The 27-member Halifax Camerata Singers choir has prepared a remembrance-themed live concert before Remembrance Day each year for over a decade.

But this year the group’s focus includes the particularly tragic and poignant events that gripped Nova Scotia in 2020.

The 35-minute, emotional blend of readings and choral music titled “Voice of Remembrance” will be posted online Tuesday, after two recording sessions last month at St. Andrew’s United Church in Halifax.

Jeff Joudrey, artistic director, said in an interview on Saturday the concert recalls both the wider losses of world wars and the particular losses of 2020.

“Once you allow yourself to grieve, then the healing can begin,” he said.

The initial music honours the 75th anniversary of the end of the Second World War and civilians killed in the nuclear bombings of Hiroshima and Nagasaki in 1945.

The concert then shifts into more recent troubles, including the killings of 22 people, including the mother of an unborn baby, by a mass murderer who rampaged through the province in a replica police vehicle.

SUPPLIED INFORMATION.
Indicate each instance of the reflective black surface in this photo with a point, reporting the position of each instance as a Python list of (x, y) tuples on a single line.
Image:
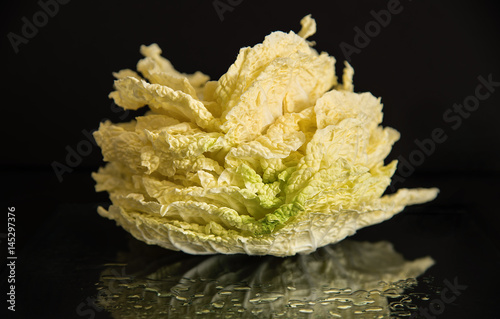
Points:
[(60, 271)]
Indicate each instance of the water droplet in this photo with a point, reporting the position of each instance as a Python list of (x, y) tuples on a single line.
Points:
[(342, 307), (332, 291), (374, 309), (257, 311), (218, 304)]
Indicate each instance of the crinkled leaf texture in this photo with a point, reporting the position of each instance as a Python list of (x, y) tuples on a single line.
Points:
[(276, 157)]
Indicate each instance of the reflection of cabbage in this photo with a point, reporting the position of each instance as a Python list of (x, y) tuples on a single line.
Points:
[(343, 280), (276, 157)]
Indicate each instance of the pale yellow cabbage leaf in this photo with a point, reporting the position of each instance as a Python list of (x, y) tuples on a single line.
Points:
[(276, 157)]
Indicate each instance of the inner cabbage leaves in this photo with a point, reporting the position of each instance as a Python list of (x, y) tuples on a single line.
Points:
[(275, 136)]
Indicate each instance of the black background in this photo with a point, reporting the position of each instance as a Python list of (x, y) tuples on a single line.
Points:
[(427, 59)]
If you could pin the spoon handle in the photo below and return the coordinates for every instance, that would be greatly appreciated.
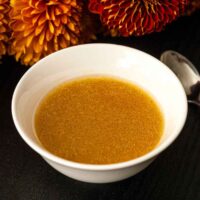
(194, 97)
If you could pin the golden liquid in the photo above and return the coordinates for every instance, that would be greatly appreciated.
(98, 120)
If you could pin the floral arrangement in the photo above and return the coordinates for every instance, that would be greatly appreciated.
(32, 29)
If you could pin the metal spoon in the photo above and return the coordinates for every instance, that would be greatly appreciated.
(186, 72)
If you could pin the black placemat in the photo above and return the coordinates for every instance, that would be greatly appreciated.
(175, 174)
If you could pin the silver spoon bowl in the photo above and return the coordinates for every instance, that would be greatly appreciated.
(186, 72)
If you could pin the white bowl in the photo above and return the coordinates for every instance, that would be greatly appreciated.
(102, 59)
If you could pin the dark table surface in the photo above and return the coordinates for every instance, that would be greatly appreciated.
(175, 174)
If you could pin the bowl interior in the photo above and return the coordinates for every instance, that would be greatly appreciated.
(99, 59)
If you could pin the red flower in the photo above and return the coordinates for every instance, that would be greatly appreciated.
(137, 17)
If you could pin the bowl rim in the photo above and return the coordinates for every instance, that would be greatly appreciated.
(97, 167)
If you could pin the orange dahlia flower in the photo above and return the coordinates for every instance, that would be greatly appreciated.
(41, 27)
(137, 17)
(4, 9)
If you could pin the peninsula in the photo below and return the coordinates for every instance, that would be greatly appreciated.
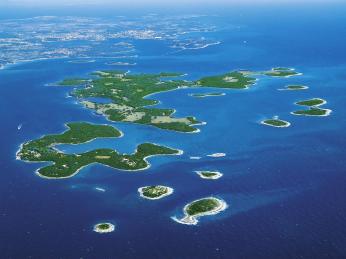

CHECK YOUR UNDERSTANDING.
• 1. Edit the Halifax Camerata Singers article, starting at "Jeff Joudrey, artistic" and ending at "losses of 2020.", and swap "artistic director" for "music director".
• 2. Answer these from the Halifax Camerata Singers article:
(a) How many members does the choir have?
(b) Where did the choir record the concert?
(c) Which anniversary does the first music in the concert mark?

LIST OF ANSWERS.
• 1.
Jeff Joudrey, music director, said in an interview on Saturday the concert recalls both the wider losses of world wars and the particular losses of 2020.

• 2.
(a) 27 members.
(b) At St. Andrew's United Church in Halifax.
(c) The 75th anniversary of the end of the Second World War.